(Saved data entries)
□ □ □ □
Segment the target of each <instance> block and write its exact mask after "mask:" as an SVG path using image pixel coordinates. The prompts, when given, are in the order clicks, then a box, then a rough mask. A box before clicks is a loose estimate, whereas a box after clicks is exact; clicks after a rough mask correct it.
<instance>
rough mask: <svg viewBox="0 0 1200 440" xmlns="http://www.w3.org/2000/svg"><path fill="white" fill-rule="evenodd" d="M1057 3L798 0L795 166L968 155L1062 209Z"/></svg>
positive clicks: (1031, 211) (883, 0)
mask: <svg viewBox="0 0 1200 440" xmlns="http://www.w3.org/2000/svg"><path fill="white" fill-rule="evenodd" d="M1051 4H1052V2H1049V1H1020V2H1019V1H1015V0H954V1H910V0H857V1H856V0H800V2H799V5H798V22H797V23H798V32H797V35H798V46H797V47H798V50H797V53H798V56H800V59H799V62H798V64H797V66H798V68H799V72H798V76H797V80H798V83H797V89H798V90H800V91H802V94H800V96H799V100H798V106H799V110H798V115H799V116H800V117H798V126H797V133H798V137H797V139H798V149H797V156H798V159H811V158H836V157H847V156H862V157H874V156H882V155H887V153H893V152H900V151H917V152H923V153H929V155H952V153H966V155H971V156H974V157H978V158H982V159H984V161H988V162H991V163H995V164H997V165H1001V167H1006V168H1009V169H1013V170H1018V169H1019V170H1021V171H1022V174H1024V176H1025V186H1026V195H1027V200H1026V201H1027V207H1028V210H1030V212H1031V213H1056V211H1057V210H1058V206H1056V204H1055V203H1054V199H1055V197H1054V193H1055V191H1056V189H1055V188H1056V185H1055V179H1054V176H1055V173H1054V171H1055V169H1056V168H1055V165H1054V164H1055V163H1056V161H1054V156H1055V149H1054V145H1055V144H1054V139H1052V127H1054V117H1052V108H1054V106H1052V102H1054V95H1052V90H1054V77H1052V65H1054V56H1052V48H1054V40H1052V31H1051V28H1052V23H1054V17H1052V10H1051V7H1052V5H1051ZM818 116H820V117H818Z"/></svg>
□ □ □ □
**Exercise aim**
Copy the saved data entries above word for word, keeping every line in its original order.

**Task solution**
Segment the target of each <instance> block and write its exact mask after "mask:" as an SVG path using image pixel coordinates. The prompts, when given, are in the order clicks, then a box, then a rough mask. A box before clicks is a loose estimate, whereas a box after clicks is exact; clicks after a rough mask correct it.
<instance>
rough mask: <svg viewBox="0 0 1200 440" xmlns="http://www.w3.org/2000/svg"><path fill="white" fill-rule="evenodd" d="M1057 3L798 0L795 166L968 155L1062 209Z"/></svg>
positive clicks: (1031, 211) (883, 0)
mask: <svg viewBox="0 0 1200 440" xmlns="http://www.w3.org/2000/svg"><path fill="white" fill-rule="evenodd" d="M1051 4H1052V2H1049V1H1020V2H1019V1H1015V0H954V1H910V0H857V1H856V0H800V2H799V5H798V22H797V23H798V32H797V35H798V46H797V47H798V50H797V53H798V56H800V59H799V62H798V64H797V66H798V68H799V72H798V76H797V80H798V83H797V89H798V90H800V91H802V94H800V96H799V100H798V106H799V110H798V115H799V116H800V117H798V126H797V133H798V137H797V139H798V149H797V156H798V159H811V158H836V157H847V156H862V157H874V156H882V155H887V153H893V152H900V151H917V152H923V153H929V155H952V153H966V155H971V156H974V157H978V158H982V159H984V161H988V162H991V163H995V164H997V165H1001V167H1006V168H1009V169H1013V170H1018V169H1019V170H1021V171H1022V174H1024V176H1025V186H1026V195H1027V200H1026V201H1027V207H1028V210H1030V212H1031V213H1056V211H1057V210H1058V206H1056V204H1055V203H1054V199H1055V197H1054V193H1055V191H1056V189H1055V188H1056V185H1055V179H1054V176H1055V173H1054V171H1055V169H1056V168H1055V165H1054V164H1055V163H1056V161H1054V156H1055V149H1054V145H1055V144H1054V139H1052V127H1054V117H1052V108H1054V106H1052V102H1054V95H1052V90H1054V77H1052V65H1054V56H1052V48H1054V40H1052V31H1051V28H1052V23H1054V17H1052V10H1051V7H1052V5H1051ZM818 116H820V117H818Z"/></svg>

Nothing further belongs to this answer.